◆ 任务要求 ◆
将条目从开头起直至包含“column 368, row 94”的那一行（含该行）为止的全部内容逐字重复一遍。答案中不得包含图片。

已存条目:
----
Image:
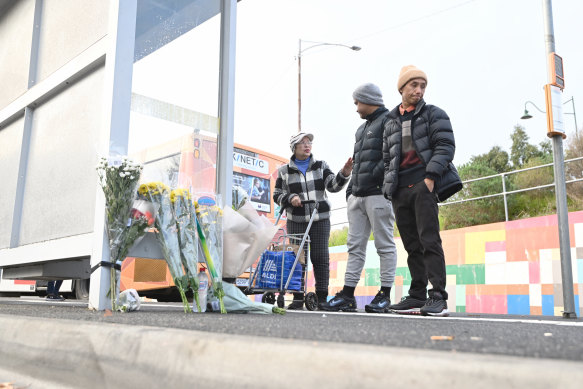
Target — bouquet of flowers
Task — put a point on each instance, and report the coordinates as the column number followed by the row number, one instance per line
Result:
column 165, row 223
column 118, row 177
column 210, row 232
column 187, row 236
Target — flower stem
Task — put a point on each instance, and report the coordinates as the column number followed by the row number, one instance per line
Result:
column 112, row 288
column 197, row 301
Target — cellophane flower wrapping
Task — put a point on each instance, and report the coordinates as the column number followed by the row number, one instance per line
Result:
column 118, row 178
column 237, row 302
column 167, row 235
column 185, row 216
column 210, row 232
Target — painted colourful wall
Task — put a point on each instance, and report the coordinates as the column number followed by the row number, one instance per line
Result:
column 505, row 268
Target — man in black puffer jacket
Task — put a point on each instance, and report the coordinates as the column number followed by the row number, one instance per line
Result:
column 367, row 208
column 418, row 150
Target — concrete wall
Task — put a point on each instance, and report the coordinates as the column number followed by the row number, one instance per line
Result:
column 64, row 100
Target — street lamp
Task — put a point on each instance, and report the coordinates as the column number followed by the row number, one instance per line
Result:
column 300, row 52
column 572, row 100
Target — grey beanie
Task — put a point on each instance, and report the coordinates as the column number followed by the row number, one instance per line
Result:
column 368, row 94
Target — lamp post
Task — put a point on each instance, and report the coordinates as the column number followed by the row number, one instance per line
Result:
column 572, row 100
column 300, row 52
column 560, row 185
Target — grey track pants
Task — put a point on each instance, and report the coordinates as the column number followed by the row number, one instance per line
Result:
column 366, row 213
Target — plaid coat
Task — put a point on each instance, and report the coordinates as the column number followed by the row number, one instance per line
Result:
column 319, row 178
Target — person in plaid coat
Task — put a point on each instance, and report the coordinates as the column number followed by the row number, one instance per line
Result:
column 306, row 178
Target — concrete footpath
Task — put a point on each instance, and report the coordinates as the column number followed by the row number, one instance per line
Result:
column 45, row 353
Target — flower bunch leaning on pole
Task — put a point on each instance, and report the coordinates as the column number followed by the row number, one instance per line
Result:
column 210, row 232
column 167, row 235
column 118, row 177
column 184, row 214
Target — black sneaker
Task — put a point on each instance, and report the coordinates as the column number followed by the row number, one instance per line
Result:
column 435, row 306
column 408, row 306
column 380, row 304
column 340, row 302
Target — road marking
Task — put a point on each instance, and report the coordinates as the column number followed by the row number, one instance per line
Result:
column 178, row 306
column 567, row 322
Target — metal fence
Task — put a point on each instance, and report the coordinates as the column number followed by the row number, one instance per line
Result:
column 504, row 193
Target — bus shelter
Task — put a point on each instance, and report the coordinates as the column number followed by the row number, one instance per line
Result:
column 84, row 79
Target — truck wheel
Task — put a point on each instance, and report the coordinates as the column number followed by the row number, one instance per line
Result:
column 81, row 289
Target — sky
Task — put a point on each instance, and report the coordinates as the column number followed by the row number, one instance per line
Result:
column 483, row 58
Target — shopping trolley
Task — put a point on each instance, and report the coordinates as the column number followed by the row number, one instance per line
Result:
column 277, row 269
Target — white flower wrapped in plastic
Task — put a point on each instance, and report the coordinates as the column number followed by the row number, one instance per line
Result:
column 118, row 177
column 210, row 233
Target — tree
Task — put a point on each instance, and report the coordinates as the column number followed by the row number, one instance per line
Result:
column 496, row 158
column 574, row 170
column 522, row 151
column 489, row 210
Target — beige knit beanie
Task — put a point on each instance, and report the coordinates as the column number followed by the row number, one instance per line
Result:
column 408, row 73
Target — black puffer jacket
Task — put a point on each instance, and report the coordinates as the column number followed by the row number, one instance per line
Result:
column 434, row 142
column 368, row 168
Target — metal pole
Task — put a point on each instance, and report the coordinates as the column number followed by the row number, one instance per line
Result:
column 504, row 193
column 560, row 188
column 224, row 169
column 574, row 114
column 300, row 86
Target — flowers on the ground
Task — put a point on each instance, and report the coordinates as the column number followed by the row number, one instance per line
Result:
column 167, row 235
column 118, row 177
column 184, row 214
column 210, row 232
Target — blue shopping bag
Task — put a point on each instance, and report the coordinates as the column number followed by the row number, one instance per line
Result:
column 270, row 270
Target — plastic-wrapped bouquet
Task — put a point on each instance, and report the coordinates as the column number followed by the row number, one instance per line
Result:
column 184, row 213
column 210, row 231
column 118, row 177
column 159, row 194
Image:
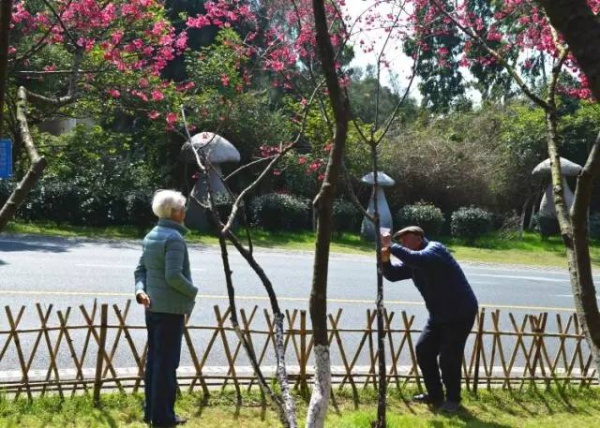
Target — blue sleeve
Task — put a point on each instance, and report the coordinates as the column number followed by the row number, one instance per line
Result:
column 140, row 276
column 396, row 271
column 174, row 256
column 424, row 258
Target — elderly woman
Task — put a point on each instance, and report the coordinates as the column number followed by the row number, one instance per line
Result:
column 163, row 284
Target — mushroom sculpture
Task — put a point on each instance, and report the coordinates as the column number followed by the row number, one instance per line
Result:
column 385, row 216
column 567, row 169
column 214, row 150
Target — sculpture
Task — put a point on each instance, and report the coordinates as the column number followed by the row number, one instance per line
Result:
column 368, row 231
column 214, row 150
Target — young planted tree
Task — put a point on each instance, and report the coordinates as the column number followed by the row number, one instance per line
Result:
column 523, row 25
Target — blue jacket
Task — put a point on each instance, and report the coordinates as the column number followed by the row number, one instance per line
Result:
column 163, row 271
column 438, row 277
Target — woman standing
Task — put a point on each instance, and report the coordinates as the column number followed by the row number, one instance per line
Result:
column 163, row 284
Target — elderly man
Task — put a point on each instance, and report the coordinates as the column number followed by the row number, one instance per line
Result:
column 452, row 308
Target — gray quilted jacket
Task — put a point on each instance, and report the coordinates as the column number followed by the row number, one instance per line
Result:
column 163, row 271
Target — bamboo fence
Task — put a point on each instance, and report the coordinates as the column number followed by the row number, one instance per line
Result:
column 96, row 350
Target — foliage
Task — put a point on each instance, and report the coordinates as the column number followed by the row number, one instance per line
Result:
column 470, row 223
column 424, row 214
column 595, row 226
column 449, row 161
column 546, row 225
column 278, row 211
column 346, row 217
column 97, row 179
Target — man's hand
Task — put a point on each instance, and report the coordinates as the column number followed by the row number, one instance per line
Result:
column 386, row 239
column 385, row 254
column 143, row 299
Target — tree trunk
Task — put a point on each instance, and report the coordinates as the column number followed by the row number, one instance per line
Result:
column 5, row 17
column 38, row 164
column 323, row 204
column 581, row 30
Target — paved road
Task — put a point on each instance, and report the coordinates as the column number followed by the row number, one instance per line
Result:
column 70, row 272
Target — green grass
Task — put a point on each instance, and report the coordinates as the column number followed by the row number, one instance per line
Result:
column 529, row 249
column 533, row 408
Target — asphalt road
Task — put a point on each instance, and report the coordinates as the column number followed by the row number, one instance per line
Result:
column 70, row 272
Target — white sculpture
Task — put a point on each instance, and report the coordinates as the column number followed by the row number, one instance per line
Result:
column 385, row 216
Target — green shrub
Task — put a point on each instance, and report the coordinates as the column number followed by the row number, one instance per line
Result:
column 278, row 211
column 346, row 217
column 470, row 223
column 139, row 209
column 546, row 225
column 423, row 214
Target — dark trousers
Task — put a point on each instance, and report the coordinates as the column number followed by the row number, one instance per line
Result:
column 446, row 341
column 165, row 333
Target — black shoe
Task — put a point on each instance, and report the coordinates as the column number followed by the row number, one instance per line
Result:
column 427, row 399
column 177, row 421
column 450, row 407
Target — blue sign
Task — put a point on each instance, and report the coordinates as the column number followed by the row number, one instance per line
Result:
column 5, row 158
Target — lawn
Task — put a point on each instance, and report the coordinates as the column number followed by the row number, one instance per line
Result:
column 538, row 408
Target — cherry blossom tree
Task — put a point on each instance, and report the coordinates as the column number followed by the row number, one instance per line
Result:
column 491, row 37
column 62, row 52
column 577, row 21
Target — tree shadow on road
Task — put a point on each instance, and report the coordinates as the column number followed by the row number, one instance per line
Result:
column 13, row 246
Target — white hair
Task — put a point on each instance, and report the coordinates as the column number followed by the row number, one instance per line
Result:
column 166, row 202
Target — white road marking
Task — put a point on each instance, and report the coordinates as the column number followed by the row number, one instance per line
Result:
column 532, row 278
column 281, row 299
column 132, row 267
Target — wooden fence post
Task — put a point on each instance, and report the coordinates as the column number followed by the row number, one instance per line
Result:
column 101, row 353
column 478, row 349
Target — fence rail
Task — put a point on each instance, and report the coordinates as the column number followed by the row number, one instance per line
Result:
column 95, row 349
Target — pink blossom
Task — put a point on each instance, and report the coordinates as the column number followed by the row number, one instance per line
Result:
column 157, row 95
column 171, row 118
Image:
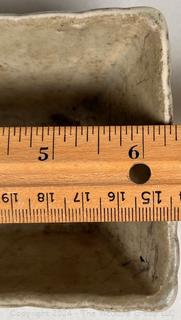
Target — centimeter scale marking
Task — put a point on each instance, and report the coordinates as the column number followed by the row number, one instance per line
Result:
column 90, row 174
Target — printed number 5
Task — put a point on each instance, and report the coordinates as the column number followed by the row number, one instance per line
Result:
column 43, row 155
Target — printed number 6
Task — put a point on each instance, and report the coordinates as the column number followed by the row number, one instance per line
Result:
column 133, row 153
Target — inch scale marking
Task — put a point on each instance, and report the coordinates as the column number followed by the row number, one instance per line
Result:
column 90, row 174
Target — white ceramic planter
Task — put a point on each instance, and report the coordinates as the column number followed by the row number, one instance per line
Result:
column 98, row 67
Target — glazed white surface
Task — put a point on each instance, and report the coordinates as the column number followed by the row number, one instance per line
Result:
column 172, row 12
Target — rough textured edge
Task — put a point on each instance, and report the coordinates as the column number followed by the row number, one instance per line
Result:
column 163, row 299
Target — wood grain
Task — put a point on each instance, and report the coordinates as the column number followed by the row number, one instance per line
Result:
column 82, row 174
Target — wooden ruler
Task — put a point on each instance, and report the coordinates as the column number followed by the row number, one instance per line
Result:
column 90, row 174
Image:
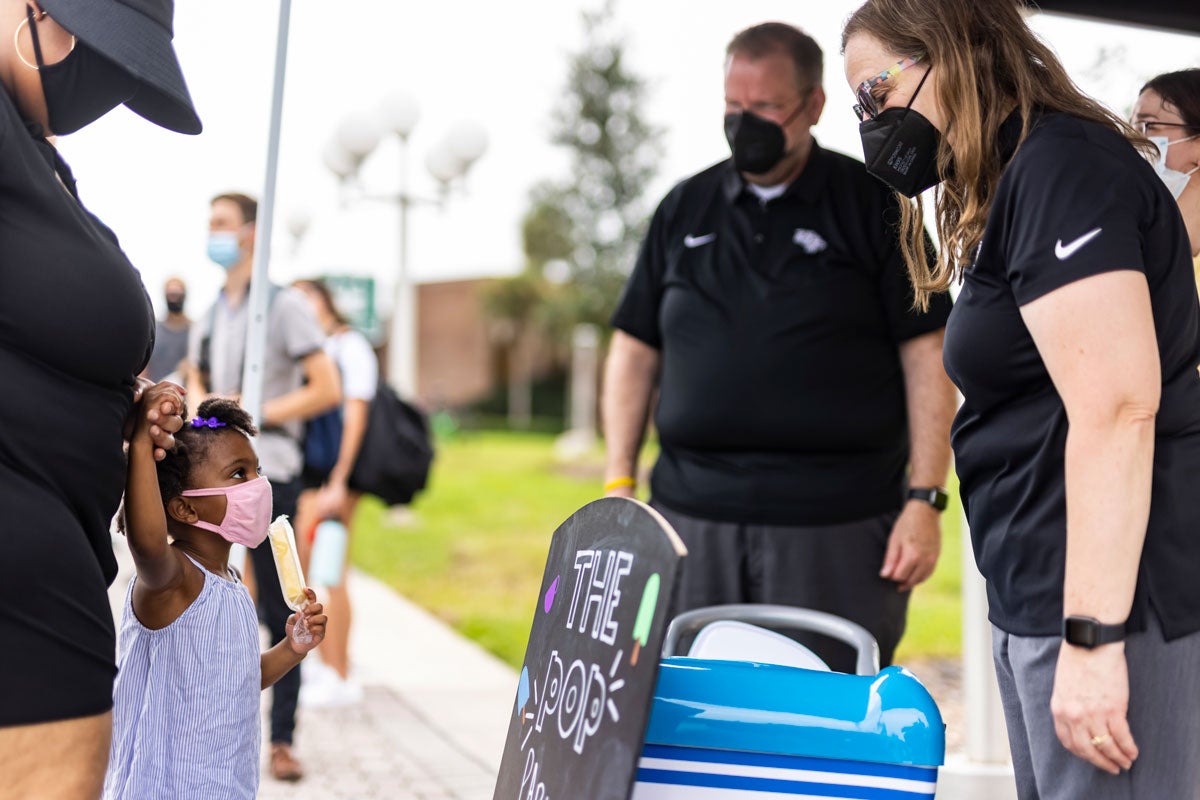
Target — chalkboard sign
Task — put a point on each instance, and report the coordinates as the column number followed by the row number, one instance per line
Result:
column 589, row 669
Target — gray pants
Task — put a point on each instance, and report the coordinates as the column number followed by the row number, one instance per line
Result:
column 833, row 569
column 1164, row 716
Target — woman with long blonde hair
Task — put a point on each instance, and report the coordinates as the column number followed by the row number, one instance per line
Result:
column 1074, row 343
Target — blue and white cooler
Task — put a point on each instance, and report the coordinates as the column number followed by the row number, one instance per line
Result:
column 726, row 725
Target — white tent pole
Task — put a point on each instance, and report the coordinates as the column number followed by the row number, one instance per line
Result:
column 259, row 294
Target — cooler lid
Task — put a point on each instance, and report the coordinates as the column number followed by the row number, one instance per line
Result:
column 888, row 719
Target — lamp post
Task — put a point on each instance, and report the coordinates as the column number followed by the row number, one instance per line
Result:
column 448, row 162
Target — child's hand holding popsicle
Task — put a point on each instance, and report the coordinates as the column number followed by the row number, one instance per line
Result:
column 310, row 619
column 299, row 597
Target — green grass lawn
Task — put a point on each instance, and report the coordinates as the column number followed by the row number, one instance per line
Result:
column 473, row 549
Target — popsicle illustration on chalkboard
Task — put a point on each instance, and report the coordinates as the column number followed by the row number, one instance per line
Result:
column 645, row 617
column 522, row 692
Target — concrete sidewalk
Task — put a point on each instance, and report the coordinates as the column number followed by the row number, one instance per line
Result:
column 432, row 722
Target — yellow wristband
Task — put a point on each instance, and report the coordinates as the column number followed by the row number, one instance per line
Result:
column 617, row 482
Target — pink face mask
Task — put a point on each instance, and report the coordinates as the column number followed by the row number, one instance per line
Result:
column 247, row 511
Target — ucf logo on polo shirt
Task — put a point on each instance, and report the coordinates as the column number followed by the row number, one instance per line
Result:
column 810, row 241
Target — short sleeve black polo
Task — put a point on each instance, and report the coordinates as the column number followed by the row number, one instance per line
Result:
column 781, row 392
column 1075, row 200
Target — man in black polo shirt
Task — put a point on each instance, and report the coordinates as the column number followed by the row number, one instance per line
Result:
column 803, row 409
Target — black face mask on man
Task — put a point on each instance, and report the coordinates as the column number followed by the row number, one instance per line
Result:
column 81, row 88
column 757, row 144
column 900, row 148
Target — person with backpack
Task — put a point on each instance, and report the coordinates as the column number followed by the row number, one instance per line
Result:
column 299, row 383
column 327, row 505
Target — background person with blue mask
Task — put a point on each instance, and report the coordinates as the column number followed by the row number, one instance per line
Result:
column 1168, row 112
column 299, row 382
column 76, row 328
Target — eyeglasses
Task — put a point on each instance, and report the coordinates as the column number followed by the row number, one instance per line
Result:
column 1143, row 126
column 867, row 108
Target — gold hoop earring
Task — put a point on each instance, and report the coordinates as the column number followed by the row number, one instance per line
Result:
column 16, row 40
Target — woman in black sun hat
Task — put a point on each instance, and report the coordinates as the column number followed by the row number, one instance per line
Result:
column 76, row 326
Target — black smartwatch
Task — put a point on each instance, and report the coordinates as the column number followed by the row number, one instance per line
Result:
column 934, row 495
column 1090, row 632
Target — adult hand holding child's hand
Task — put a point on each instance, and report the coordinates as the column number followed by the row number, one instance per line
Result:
column 161, row 405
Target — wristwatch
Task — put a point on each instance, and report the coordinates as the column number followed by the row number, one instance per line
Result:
column 934, row 495
column 1090, row 632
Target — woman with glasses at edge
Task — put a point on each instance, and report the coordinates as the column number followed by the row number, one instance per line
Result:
column 1168, row 113
column 1074, row 342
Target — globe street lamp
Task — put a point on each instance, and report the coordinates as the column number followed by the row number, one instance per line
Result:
column 357, row 137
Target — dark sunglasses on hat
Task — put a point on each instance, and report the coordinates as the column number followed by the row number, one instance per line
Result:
column 868, row 108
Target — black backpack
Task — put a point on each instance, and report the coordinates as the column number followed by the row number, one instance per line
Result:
column 396, row 453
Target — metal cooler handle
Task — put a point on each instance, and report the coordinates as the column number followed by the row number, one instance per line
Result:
column 780, row 618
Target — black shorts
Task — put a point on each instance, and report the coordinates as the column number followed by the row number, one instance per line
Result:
column 833, row 569
column 57, row 630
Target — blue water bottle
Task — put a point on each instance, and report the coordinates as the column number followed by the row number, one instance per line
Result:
column 328, row 554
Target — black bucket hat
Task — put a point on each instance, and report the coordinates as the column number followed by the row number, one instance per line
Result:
column 135, row 35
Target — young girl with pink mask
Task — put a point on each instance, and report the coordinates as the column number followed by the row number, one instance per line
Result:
column 186, row 707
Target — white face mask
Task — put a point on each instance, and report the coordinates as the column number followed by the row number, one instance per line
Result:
column 1175, row 180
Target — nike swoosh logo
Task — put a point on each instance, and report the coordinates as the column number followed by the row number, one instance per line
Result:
column 1066, row 251
column 697, row 241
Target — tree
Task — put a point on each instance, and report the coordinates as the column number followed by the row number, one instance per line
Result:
column 591, row 223
column 615, row 152
column 581, row 233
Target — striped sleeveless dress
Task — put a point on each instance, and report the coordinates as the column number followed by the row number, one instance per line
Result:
column 186, row 702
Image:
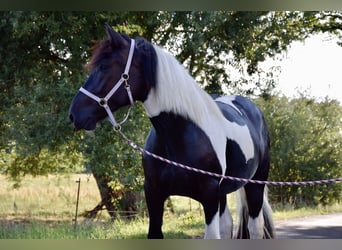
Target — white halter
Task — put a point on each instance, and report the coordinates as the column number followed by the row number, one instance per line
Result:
column 103, row 102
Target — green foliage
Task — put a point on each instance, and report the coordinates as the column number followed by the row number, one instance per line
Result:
column 306, row 144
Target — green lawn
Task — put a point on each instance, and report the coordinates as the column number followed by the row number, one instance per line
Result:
column 44, row 208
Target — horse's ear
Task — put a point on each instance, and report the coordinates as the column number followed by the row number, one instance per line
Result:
column 116, row 39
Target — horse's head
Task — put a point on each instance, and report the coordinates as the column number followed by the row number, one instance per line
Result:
column 121, row 71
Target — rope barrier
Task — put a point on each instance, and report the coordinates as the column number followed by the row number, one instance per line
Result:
column 274, row 183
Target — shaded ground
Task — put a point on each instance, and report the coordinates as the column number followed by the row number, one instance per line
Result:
column 311, row 227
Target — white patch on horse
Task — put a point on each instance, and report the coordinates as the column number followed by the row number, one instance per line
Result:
column 176, row 91
column 228, row 99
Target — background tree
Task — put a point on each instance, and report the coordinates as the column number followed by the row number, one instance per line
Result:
column 306, row 144
column 42, row 56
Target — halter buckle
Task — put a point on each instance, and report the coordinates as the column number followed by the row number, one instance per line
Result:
column 103, row 102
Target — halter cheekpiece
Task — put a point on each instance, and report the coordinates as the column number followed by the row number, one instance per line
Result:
column 103, row 102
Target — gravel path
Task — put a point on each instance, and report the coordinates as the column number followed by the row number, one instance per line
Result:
column 311, row 227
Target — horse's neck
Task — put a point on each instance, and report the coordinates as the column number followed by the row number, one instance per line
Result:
column 177, row 92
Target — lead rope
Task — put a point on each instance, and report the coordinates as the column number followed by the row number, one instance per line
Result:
column 274, row 183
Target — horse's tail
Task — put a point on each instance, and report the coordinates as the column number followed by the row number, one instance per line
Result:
column 243, row 216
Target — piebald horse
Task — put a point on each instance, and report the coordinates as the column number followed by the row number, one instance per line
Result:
column 226, row 135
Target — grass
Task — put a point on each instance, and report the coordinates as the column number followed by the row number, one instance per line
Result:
column 44, row 208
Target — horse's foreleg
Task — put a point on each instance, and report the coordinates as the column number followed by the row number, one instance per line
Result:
column 155, row 206
column 226, row 220
column 211, row 205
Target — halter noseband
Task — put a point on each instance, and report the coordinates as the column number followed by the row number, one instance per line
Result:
column 103, row 102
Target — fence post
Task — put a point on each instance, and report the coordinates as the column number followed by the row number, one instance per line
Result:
column 77, row 200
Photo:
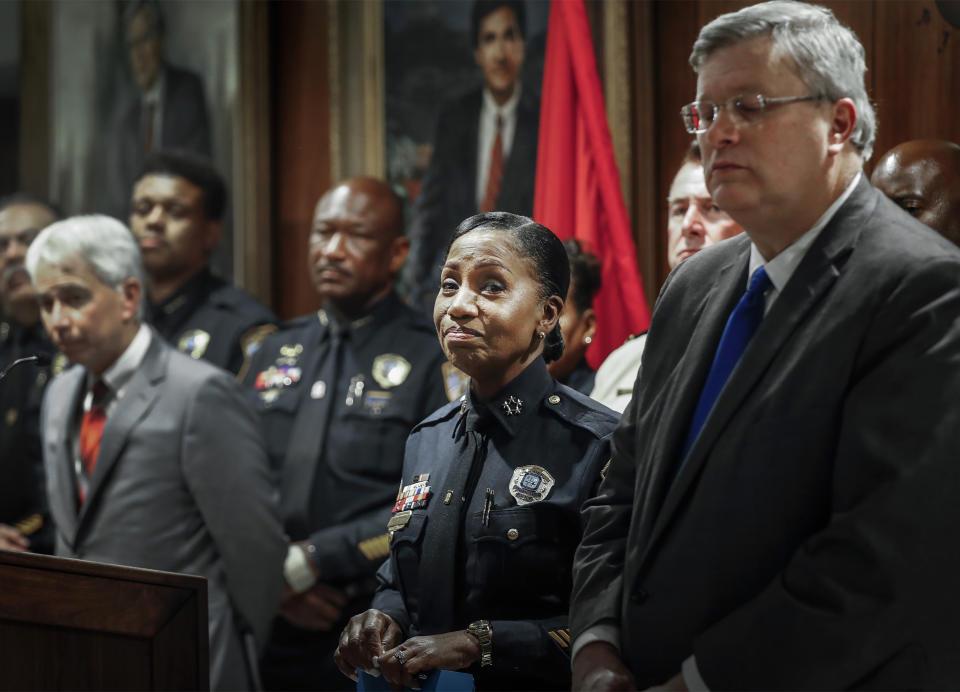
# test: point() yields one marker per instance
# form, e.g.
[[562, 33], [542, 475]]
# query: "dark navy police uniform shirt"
[[538, 453], [211, 319], [335, 432]]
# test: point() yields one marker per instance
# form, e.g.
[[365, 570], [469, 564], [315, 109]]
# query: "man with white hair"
[[153, 459], [780, 510]]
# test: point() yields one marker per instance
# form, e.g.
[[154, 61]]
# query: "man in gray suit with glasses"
[[780, 511], [153, 459]]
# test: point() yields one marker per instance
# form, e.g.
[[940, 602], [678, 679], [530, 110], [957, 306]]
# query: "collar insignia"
[[455, 382], [512, 406], [194, 343]]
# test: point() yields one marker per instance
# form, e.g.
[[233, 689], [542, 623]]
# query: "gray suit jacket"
[[809, 540], [181, 484]]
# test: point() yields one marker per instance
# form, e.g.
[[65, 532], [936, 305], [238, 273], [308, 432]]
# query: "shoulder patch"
[[582, 411], [455, 381], [443, 413]]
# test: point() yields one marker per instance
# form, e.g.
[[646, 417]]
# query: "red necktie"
[[91, 432], [495, 172]]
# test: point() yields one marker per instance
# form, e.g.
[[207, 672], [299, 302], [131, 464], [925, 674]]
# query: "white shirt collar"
[[506, 110], [123, 368], [781, 267]]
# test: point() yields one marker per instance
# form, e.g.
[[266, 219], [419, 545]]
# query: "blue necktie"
[[742, 323]]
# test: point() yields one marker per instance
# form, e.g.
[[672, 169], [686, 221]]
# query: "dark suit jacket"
[[185, 125], [809, 540], [181, 484], [449, 191]]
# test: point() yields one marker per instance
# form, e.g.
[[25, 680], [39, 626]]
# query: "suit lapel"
[[140, 394], [681, 398], [63, 409], [815, 275], [516, 172]]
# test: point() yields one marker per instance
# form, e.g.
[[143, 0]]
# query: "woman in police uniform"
[[487, 519]]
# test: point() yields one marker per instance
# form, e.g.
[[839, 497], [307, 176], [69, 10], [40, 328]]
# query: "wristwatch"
[[484, 633]]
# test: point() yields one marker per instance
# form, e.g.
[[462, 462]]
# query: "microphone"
[[41, 359]]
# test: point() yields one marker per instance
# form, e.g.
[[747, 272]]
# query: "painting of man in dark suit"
[[169, 110], [485, 145]]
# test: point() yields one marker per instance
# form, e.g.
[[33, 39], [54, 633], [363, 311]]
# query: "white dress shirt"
[[487, 131], [779, 269]]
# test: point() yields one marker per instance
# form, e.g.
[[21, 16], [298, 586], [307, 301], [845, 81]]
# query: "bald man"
[[24, 521], [923, 177], [338, 391]]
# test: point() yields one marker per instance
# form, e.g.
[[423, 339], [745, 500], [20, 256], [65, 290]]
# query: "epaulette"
[[582, 411], [444, 413]]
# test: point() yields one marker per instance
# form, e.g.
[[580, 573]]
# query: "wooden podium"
[[76, 625]]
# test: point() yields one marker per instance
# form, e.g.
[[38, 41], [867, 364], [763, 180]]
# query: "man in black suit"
[[780, 510], [170, 110], [176, 214], [466, 175], [923, 177]]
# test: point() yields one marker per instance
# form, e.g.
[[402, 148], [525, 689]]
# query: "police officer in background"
[[176, 213], [338, 391], [24, 521]]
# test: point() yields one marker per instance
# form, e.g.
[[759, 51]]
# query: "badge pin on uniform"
[[530, 484]]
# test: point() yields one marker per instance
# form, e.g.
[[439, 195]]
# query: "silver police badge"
[[530, 484], [194, 343], [390, 369]]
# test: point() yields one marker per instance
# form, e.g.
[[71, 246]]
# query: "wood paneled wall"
[[301, 144]]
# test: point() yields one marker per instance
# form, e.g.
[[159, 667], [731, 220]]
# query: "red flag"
[[578, 186]]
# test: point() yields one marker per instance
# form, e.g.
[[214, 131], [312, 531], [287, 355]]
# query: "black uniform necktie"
[[441, 553]]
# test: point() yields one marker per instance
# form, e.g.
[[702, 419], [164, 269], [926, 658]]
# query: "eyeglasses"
[[23, 237], [700, 115]]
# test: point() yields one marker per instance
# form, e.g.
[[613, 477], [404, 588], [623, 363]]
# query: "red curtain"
[[578, 186]]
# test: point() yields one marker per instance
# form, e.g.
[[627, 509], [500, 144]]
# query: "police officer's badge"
[[530, 484], [194, 343], [289, 354], [390, 369]]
----
◆ 完成结果 ◆
Image:
Target — bouquet of flowers
Task — put a point on each instance, and report the coordinates as the column number followed by the row number, one instance per line
Result:
column 165, row 223
column 118, row 177
column 210, row 232
column 187, row 236
Target — flower stem
Task — put a point on each instance, and report the coordinates as the column number followed by the row number, one instance per line
Result:
column 112, row 288
column 197, row 301
Target — cellophane flower wrapping
Task — put a point on each instance, and report the coordinates as the column number followed by the row number, one instance per line
Result:
column 118, row 178
column 237, row 302
column 167, row 235
column 185, row 216
column 210, row 232
Target — painted colourful wall
Task — put a point on each instance, and report the coordinates as the column number followed by the row number, one instance per line
Result:
column 505, row 268
Target — man in black puffer jacket
Task — put a point on each instance, and report the coordinates as the column number followed by the row number, one instance per line
Result:
column 367, row 208
column 418, row 150
Target — concrete wall
Task — put a point on each instance, and report the coordinates as the column number followed by the row number, one instance per line
Result:
column 64, row 100
Target — street lamp
Task — put a point on each instance, and report the coordinates as the column number followed by the row number, one instance per line
Result:
column 300, row 52
column 572, row 100
Target — grey beanie
Task — put a point on each instance, and report the coordinates as the column number followed by the row number, one instance per line
Result:
column 368, row 94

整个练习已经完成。